■ Document

* * * * * * * * *

Extension Development: Best Practices

Context: This guide is for extension development - creating new packages that extend tidymodels packages.

Key principle:Never use internal functions (accessed with :::)

Guide to writing high-quality R code for tidymodels extension packages.


Best Practices

Guide to writing high-quality R code for tidymodels extension packages.

Code Style

Use base pipe

# Good
recipe(mpg ~ ., data = mtcars) |>
  step_center(all_numeric_predictors())

# Avoid
recipe(mpg ~ ., data = mtcars) %>%
  step_center(all_numeric_predictors())

The base pipe |> is faster, built-in, and the tidymodels standard.

Anonymous functions

# Single line: use backslash notation
map(x, \(i) i + 1)

# Multi-line: use function()
map(x, function(i) {
  result <- complex_computation(i)
  result + 1
})

For-loops over map()

# Preferred (better error messages)
for (col in columns) {
  new_data[[col]] <- transform(new_data[[col]])
}

# Avoid (harder to debug)
new_data <- map(columns, \(col) transform(new_data[[col]]))

Why prefer for-loops:

  • Better error messages (shows which iteration failed)

  • More familiar to most R users

  • Easier to debug with browser()

  • Consistent with tidymodels style

Minimal comments

# Good: code is self-documenting
means <- colMeans(data)
centered <- sweep(data, 2, means, "-")

# Avoid: over-commenting obvious code
# Calculate column means
means <- colMeans(data)
# Subtract means from each column
centered <- sweep(data, 2, means, "-")

Write clear code that doesn’t need comments. Add comments only for:

  • Complex algorithms

  • Non-obvious optimization tricks

  • Warnings about edge cases

Error Messages

Use cli functions

# Good: cli provides better formatting
if (invalid) {
  cli::cli_abort("{.arg param} must be positive, not {.val {param}}.")
}

if (risky) {
  cli::cli_warn("Column{?s} {.var {col_names}} returned Inf or NaN.")
}

# Avoid: base R error functions
stop("param must be positive")
warning("columns returned Inf or NaN")

cli formatting syntax

# Argument names
cli::cli_abort("{.arg your_param} must be numeric.")

# Code/function names
cli::cli_abort("Use {.code binary} estimator for two classes.")

* * * * * * * * *

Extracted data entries
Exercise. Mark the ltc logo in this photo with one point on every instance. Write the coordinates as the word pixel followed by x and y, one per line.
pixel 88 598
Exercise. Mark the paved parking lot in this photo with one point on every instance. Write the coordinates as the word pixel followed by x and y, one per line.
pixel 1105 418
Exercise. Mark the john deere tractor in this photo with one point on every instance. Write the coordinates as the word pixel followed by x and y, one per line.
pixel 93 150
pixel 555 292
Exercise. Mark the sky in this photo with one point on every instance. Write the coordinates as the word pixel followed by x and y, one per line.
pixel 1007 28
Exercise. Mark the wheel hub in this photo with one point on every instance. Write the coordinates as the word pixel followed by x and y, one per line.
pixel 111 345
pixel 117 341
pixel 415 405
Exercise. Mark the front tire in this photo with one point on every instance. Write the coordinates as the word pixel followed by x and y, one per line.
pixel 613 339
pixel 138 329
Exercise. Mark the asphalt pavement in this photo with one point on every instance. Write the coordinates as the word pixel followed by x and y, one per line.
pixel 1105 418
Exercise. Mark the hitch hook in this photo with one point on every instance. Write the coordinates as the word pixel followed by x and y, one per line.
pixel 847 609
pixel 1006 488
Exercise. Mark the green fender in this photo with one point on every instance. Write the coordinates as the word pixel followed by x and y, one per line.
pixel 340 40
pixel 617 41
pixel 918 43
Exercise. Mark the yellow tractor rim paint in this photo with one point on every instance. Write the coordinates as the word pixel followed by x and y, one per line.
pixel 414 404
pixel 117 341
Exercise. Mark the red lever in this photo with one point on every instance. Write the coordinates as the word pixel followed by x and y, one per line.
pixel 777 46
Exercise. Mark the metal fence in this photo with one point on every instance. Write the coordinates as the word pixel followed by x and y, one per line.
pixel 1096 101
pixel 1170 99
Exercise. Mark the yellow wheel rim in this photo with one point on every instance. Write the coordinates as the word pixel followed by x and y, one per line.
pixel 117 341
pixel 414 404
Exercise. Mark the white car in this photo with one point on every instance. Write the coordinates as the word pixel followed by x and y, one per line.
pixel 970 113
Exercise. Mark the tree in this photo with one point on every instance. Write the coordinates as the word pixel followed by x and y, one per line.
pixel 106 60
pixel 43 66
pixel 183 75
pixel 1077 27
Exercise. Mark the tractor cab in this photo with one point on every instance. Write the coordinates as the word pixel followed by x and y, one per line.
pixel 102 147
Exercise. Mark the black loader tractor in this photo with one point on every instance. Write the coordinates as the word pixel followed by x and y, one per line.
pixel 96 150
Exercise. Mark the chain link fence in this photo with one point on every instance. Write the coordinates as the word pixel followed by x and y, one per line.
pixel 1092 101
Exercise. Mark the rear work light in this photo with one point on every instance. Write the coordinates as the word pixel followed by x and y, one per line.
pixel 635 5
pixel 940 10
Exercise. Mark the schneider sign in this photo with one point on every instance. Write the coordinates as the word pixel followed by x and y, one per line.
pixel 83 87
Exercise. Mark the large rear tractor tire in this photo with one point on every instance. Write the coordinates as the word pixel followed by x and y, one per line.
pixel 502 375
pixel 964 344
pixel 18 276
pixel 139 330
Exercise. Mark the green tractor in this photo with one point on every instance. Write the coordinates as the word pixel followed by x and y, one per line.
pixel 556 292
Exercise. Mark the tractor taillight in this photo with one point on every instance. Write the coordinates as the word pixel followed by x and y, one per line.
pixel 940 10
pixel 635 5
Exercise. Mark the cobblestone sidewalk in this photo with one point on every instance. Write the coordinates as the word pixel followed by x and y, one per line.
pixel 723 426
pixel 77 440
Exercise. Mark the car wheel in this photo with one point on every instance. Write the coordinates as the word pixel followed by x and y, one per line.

* * * * * * * * *

■ Exercise requirements
[A] Quote the extension development guide from "# Single line: use" up to and including "For-loops over map()".
[B] Condense the paragraph of the extension development guide that begins "Write clear code that doesn’t need comments" into a single sentence that keeps its main points.
[C] According to the extension development guide, what three reasons make the base pipe |> the preferred choice?
These rows have no connection to the extension development guide.

■ Task results
[A]
# Single line: use backslash notation
map(x, \(i) i + 1)

# Multi-line: use function()
map(x, function(i) {
  result <- complex_computation(i)
  result + 1
})

For-loops over map()

[B] Code should be clear enough to need no comments, with comments reserved for complex algorithms, non-obvious optimization tricks, and warnings about edge cases.

[C] It is faster, built-in, and the tidymodels standard.